----- EXCERPTED TEXT

Output workflows in different formats:

from pathlib import Path
from cpmf_uips_xaml.api import parse_and_analyze_project, emit_workflows

# Parse project
project_result, analyzer, index = parse_and_analyze_project(Path("./MyProject"))

# Get workflow DTOs from analyzer
workflows = list(analyzer.workflows.values())

# Emit as JSON
result = emit_workflows(
    workflows,
    format="json",
    output_path=Path("output.json"),
    pretty=True,
    exclude_none=True
)

if result.success:
    print(f"Written {len(result.files_written)} files")
else:
    print(f"Errors: {result.errors}")

# Emit as Mermaid diagram
emit_workflows(
    workflows,
    format="mermaid",
    output_path=Path("output.mmd")
)

# Emit as Markdown documentation
emit_workflows(
    workflows,
    format="doc",
    output_path=Path("output.md")
)

Available formats: json, mermaid, doc

normalize_parse_results()

Convert raw ParseResult objects to structured WorkflowDto objects:

from pathlib import Path
from cpmf_uips_xaml import XamlParser
from cpmf_uips_xaml.api import normalize_parse_results

# Parse files
parser = XamlParser()
parse_results = [
    parser.parse_file(Path("Main.xaml")),
    parser.parse_file(Path("GetConfig.xaml"))
]

# Normalize to DTOs
workflows = normalize_parse_results(
    parse_results,
    project_dir=Path("./MyProject"),
    sort_output=True,
    calculate_metrics=True,
    detect_anti_patterns=True
)

# Now you have structured DTOs ready for emission or analysis
for workflow in workflows:
    print(f"Workflow: {workflow.name}")

----------
----- DATA

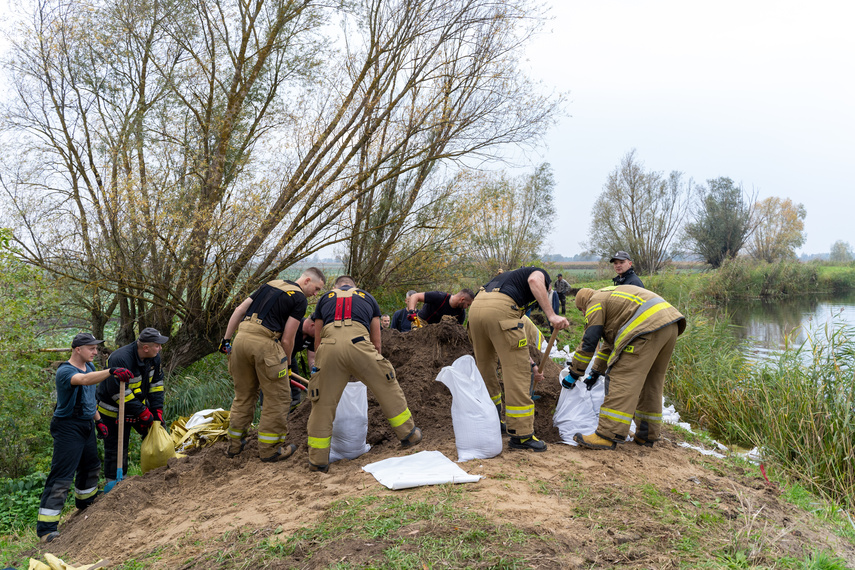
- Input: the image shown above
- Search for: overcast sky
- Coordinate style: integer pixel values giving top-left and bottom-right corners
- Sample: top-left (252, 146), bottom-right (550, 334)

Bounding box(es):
top-left (527, 0), bottom-right (855, 255)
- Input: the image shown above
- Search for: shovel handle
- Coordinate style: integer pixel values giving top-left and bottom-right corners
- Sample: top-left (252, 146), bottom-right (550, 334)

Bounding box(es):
top-left (116, 382), bottom-right (127, 474)
top-left (537, 329), bottom-right (558, 374)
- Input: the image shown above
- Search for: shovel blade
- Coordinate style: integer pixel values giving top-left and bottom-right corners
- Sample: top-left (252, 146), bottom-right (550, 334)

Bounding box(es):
top-left (104, 467), bottom-right (122, 493)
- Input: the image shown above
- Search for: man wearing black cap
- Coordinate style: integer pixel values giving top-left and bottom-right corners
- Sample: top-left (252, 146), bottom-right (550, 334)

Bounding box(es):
top-left (552, 273), bottom-right (570, 315)
top-left (36, 333), bottom-right (132, 542)
top-left (609, 251), bottom-right (644, 287)
top-left (96, 327), bottom-right (169, 483)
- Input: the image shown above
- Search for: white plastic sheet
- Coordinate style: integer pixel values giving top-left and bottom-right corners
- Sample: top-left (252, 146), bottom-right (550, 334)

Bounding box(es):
top-left (330, 382), bottom-right (371, 463)
top-left (362, 451), bottom-right (481, 491)
top-left (436, 354), bottom-right (502, 461)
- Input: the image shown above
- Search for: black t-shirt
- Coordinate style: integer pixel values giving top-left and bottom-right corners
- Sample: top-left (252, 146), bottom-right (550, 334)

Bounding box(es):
top-left (291, 319), bottom-right (315, 367)
top-left (392, 309), bottom-right (413, 332)
top-left (419, 291), bottom-right (466, 325)
top-left (484, 267), bottom-right (552, 309)
top-left (246, 281), bottom-right (309, 333)
top-left (312, 286), bottom-right (380, 331)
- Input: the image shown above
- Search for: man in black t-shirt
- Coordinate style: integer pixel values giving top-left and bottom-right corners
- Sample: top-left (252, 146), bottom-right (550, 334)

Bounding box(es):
top-left (407, 289), bottom-right (475, 327)
top-left (392, 290), bottom-right (416, 332)
top-left (220, 267), bottom-right (325, 461)
top-left (306, 275), bottom-right (422, 473)
top-left (469, 267), bottom-right (569, 451)
top-left (289, 318), bottom-right (315, 411)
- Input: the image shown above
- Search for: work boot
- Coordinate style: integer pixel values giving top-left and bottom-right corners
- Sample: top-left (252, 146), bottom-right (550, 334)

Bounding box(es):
top-left (261, 443), bottom-right (297, 463)
top-left (632, 434), bottom-right (656, 447)
top-left (226, 437), bottom-right (246, 459)
top-left (508, 435), bottom-right (546, 451)
top-left (401, 427), bottom-right (422, 449)
top-left (39, 530), bottom-right (59, 543)
top-left (573, 432), bottom-right (615, 449)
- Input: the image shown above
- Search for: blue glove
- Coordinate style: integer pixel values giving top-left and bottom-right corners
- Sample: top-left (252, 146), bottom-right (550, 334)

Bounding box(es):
top-left (585, 370), bottom-right (600, 392)
top-left (561, 372), bottom-right (579, 390)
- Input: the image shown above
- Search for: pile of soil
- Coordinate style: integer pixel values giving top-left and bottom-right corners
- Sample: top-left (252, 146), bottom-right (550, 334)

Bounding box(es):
top-left (288, 321), bottom-right (561, 447)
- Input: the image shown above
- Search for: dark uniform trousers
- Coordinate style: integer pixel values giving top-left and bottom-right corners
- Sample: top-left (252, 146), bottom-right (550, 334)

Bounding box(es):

----------

§ GOALS
- 1) Give again, word for word, the stretch of the workflow code excerpt from "# Parse project" through "workflows = list(analyzer.workflows.values())".
- 2) List every keyword argument that the workflow code excerpt passes in its call to normalize_parse_results.
The material has no connection to the workflow code excerpt.

§ EXERCISE RESULTS
- 1)
# Parse project
project_result, analyzer, index = parse_and_analyze_project(Path("./MyProject"))

# Get workflow DTOs from analyzer
workflows = list(analyzer.workflows.values())

- 2)
- project_dir
- sort_output
- calculate_metrics
- detect_anti_patterns